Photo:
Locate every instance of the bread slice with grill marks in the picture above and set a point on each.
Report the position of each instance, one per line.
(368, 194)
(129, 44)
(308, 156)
+ + + + +
▶ WHAT IS BEING ASKED: Copy the rows above word for word, keeping every line.

▶ FINAL RESULT:
Photo:
Locate every instance of the bread slice with grill marks in the picture above and set a point on each.
Report the position of each instance, one per line.
(368, 194)
(129, 44)
(308, 156)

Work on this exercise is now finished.